SHORT TASK:
Copy all the lines below, from the one containing "Objective — locate the jacket hood" down through the end of the records. Scale each x and y coordinate in the answer by 2.4 and round to whole numbers, with halves going up, but keep every other line unchanged, including the sample coordinates that show the format.

--- RAW DATA ---

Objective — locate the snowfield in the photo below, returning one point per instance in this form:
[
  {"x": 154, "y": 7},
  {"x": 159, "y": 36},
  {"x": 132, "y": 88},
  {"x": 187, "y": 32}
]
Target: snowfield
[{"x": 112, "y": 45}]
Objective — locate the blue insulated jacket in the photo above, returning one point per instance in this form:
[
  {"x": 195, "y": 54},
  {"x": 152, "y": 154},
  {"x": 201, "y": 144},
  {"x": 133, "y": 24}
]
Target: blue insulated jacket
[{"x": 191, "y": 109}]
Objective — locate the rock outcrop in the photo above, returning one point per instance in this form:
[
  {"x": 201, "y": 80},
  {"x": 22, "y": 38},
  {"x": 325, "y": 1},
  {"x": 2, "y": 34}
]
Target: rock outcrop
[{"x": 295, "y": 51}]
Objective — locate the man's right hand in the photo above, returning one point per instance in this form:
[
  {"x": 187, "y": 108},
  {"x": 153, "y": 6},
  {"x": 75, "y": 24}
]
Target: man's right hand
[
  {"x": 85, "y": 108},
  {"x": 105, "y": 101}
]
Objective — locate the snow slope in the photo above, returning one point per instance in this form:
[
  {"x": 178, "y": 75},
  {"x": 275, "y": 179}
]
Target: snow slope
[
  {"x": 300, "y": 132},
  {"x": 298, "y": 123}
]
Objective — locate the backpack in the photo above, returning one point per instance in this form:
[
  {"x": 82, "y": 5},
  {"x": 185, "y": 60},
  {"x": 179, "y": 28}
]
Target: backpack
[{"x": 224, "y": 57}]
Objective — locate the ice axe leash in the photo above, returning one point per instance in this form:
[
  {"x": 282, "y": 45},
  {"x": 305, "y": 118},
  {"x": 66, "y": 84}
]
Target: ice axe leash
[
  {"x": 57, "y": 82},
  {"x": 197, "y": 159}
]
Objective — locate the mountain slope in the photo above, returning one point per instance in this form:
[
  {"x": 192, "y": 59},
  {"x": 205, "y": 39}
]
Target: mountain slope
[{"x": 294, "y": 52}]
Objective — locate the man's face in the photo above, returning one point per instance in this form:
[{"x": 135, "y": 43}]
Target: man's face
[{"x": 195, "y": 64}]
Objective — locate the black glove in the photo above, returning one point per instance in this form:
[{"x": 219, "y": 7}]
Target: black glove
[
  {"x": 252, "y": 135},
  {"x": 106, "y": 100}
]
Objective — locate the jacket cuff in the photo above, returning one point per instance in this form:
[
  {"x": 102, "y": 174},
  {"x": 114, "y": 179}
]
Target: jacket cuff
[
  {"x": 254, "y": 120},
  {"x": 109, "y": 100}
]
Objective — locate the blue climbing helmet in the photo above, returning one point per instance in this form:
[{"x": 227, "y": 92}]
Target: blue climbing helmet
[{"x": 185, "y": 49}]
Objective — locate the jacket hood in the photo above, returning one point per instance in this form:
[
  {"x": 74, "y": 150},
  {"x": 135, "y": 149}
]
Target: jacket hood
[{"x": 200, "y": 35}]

---

SOLUTION:
Objective — locate the jacket hood in the photo above, returning one point per instance in this form:
[
  {"x": 74, "y": 150},
  {"x": 135, "y": 149}
]
Target: jacket hood
[{"x": 480, "y": 84}]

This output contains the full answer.